[Collection entries]
* * * *
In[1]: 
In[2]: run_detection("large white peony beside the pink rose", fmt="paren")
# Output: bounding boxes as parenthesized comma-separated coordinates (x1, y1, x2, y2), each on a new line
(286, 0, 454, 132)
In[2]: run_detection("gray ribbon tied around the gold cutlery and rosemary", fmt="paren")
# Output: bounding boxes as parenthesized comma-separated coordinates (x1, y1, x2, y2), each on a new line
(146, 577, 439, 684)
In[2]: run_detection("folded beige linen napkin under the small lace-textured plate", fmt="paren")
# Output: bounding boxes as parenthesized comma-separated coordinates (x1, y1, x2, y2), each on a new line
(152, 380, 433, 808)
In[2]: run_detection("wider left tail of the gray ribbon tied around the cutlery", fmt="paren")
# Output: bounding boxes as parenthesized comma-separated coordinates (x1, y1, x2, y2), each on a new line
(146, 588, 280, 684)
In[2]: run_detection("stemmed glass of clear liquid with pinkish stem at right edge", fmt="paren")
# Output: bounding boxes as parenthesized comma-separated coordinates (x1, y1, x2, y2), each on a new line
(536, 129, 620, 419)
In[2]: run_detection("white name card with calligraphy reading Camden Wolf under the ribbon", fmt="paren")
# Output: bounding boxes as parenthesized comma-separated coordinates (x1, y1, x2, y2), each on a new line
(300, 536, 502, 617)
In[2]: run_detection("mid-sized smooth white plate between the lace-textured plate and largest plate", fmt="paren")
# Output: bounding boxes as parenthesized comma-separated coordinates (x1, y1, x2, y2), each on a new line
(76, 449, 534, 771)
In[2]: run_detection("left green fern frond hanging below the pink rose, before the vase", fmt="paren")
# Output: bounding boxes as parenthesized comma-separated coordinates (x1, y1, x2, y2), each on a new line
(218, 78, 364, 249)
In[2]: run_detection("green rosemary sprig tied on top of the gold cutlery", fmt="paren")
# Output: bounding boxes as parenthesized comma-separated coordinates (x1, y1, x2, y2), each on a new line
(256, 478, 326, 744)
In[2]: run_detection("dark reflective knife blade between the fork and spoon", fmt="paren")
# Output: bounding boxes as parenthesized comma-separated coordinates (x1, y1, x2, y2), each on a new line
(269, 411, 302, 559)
* * * *
= Action item =
Please reproduce exactly the lines from the first one of the records above through the line containing "smooth white plate", both included, and nothing else.

= Solved problem =
In[1]: 
In[2]: run_detection("large white peony beside the pink rose", fmt="paren")
# Output: bounding boxes as parenthesized comma-separated coordinates (x1, y1, x2, y2), each on a new line
(286, 0, 454, 132)
In[2]: run_detection("gray ribbon tied around the gold cutlery and rosemary", fmt="paren")
# Output: bounding boxes as parenthesized comma-separated coordinates (x1, y1, x2, y2), each on a new line
(146, 577, 439, 684)
In[2]: run_detection("folded beige linen napkin under the small lace-textured plate", fmt="paren")
# Output: bounding boxes as parenthesized comma-separated coordinates (x1, y1, x2, y2), each on a new line
(152, 380, 433, 808)
In[2]: run_detection("wider left tail of the gray ribbon tied around the cutlery", fmt="paren")
# Output: bounding boxes as parenthesized comma-separated coordinates (x1, y1, x2, y2), each on a new line
(146, 588, 280, 684)
In[2]: run_detection("stemmed glass of clear liquid with pinkish stem at right edge", fmt="paren")
# Output: bounding boxes as parenthesized comma-separated coordinates (x1, y1, x2, y2), each on a new line
(536, 129, 620, 419)
In[2]: run_detection("white name card with calligraphy reading Camden Wolf under the ribbon", fmt="paren")
# Output: bounding boxes as parenthesized comma-separated coordinates (x1, y1, x2, y2), each on a new line
(300, 536, 502, 617)
In[2]: run_detection("mid-sized smooth white plate between the lace-textured plate and largest plate", fmt="paren")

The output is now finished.